__YOUR INSTRUCTIONS__
Output as a numbered list each line from the one containing "tie, one point per instance in this photo." through the last line of the entries, both included, with blank lines left out.

__DATA LISTING__
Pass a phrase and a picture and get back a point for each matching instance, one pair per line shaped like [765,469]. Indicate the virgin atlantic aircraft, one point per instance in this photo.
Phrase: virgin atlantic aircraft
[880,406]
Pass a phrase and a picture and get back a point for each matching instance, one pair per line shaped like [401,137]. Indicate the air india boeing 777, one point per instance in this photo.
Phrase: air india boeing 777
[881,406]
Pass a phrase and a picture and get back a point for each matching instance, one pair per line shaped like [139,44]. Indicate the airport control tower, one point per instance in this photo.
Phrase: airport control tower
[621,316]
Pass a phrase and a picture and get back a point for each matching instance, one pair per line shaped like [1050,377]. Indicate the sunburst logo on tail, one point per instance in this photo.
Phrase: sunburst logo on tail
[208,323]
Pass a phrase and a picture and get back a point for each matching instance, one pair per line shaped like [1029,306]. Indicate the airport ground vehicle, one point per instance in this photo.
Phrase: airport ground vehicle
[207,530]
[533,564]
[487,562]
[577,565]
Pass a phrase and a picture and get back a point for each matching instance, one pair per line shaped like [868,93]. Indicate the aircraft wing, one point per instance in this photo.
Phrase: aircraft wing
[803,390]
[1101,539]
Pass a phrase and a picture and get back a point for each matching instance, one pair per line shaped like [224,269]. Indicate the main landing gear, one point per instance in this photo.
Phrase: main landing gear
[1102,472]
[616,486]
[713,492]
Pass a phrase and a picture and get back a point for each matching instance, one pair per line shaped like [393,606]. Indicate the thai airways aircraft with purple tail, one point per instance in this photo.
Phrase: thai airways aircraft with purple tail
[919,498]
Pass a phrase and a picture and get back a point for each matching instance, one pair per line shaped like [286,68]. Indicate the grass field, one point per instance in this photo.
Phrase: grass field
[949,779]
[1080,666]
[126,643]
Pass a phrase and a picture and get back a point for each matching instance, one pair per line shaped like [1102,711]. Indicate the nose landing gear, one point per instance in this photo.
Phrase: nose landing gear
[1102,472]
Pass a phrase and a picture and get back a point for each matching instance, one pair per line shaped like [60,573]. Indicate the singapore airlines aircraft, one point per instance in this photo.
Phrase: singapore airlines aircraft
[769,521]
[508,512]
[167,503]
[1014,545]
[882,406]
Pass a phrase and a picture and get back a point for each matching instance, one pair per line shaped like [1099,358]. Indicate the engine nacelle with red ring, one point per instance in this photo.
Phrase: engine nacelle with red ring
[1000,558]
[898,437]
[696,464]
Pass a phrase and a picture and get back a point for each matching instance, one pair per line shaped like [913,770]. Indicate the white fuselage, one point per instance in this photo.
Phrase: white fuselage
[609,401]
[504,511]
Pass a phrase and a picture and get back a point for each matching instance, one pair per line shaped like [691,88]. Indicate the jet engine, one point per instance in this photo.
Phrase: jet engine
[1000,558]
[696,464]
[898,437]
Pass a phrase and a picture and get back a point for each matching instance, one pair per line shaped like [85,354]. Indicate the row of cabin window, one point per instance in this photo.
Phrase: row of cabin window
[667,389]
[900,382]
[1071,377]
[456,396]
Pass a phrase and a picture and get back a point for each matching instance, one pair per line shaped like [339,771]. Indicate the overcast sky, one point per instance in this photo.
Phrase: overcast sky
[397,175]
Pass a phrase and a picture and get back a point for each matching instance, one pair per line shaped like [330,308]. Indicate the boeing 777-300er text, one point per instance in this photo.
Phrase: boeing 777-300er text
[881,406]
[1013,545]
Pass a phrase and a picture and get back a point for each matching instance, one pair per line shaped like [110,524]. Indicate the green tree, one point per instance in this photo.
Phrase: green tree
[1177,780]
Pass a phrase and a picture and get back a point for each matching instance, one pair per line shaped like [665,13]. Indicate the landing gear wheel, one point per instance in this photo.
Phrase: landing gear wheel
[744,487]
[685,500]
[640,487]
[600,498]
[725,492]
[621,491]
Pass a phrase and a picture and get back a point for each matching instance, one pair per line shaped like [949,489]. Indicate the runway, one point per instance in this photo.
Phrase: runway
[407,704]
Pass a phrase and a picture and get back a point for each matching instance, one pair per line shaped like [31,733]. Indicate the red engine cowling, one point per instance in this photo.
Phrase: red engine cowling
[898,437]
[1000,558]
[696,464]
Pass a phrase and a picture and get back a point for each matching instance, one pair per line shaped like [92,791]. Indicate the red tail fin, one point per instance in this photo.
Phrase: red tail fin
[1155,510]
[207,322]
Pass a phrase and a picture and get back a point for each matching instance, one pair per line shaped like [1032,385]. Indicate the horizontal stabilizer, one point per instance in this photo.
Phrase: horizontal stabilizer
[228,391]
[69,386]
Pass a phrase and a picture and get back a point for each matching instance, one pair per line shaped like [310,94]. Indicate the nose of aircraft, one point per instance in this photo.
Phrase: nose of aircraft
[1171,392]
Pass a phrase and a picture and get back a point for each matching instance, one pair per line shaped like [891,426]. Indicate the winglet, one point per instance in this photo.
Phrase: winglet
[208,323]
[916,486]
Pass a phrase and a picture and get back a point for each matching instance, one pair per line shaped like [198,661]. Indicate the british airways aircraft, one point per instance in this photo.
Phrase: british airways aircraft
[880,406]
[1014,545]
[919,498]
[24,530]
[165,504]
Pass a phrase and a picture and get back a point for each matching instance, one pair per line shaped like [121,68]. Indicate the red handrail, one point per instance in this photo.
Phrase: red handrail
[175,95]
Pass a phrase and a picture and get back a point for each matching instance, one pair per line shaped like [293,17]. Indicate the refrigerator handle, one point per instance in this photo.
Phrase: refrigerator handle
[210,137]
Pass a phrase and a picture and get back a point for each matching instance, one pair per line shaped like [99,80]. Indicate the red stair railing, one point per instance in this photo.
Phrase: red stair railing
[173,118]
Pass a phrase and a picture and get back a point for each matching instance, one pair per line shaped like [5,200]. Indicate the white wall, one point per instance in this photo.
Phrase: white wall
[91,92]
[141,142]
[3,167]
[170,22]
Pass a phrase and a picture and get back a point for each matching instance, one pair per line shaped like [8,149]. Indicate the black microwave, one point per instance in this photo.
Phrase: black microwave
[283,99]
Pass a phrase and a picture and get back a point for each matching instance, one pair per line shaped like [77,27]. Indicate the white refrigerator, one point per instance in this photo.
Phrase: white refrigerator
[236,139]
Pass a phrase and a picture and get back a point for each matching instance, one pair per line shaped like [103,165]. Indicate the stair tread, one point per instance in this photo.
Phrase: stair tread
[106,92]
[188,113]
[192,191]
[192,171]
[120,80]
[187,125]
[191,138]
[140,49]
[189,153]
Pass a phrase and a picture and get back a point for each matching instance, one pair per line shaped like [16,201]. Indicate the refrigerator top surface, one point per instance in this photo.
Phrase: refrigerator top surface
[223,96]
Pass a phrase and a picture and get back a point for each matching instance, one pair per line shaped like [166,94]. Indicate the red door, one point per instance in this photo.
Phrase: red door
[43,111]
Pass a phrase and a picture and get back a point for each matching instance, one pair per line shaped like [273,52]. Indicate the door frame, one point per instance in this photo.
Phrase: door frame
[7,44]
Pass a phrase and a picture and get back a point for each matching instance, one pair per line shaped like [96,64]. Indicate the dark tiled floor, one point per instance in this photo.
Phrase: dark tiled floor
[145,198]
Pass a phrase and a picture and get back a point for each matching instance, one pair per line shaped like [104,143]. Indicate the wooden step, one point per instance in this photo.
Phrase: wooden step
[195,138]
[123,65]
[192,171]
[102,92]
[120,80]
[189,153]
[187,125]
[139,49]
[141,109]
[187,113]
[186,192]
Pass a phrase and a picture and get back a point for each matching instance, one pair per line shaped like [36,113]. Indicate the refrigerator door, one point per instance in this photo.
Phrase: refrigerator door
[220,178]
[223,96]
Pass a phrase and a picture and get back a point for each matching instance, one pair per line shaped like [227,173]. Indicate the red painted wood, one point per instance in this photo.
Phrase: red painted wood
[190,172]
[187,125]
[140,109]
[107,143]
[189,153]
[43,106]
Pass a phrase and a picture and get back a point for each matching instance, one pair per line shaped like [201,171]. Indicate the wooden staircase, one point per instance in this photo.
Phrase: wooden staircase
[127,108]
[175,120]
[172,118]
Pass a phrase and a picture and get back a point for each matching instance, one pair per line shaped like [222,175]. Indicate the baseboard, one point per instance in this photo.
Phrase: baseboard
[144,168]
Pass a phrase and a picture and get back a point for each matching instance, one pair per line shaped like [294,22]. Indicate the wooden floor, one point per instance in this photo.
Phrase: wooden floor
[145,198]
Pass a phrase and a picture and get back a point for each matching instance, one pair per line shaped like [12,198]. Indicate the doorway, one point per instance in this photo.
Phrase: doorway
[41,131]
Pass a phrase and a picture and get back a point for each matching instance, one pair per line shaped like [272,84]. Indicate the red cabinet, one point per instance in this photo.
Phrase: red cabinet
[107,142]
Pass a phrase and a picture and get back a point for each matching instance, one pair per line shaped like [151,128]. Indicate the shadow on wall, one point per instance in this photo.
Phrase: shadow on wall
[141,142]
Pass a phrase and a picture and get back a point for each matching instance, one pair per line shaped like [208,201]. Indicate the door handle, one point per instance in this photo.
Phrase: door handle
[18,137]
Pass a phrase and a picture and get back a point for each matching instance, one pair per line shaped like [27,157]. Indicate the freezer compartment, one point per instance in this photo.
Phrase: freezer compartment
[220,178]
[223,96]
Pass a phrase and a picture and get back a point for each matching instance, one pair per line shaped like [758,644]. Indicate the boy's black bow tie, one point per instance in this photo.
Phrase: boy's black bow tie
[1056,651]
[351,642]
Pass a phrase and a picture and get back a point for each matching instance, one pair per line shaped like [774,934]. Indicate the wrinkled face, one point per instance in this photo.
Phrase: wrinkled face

__RESULT OF THE EXERCISE__
1. Pass a phrase and a picture and get back a point for each matching instance, one pair per line shaped like [758,644]. Indicate the boy's black bow tie, one point per instance in this photo.
2. Phrase: boy's black bow tie
3. [1056,651]
4. [351,642]
5. Pass a phrase and a picture and get back a point for each matching instance, one pair per line shaped like [774,934]. Indicate the wrinkled face, one point per instance in this photo.
6. Phrase: wrinkled face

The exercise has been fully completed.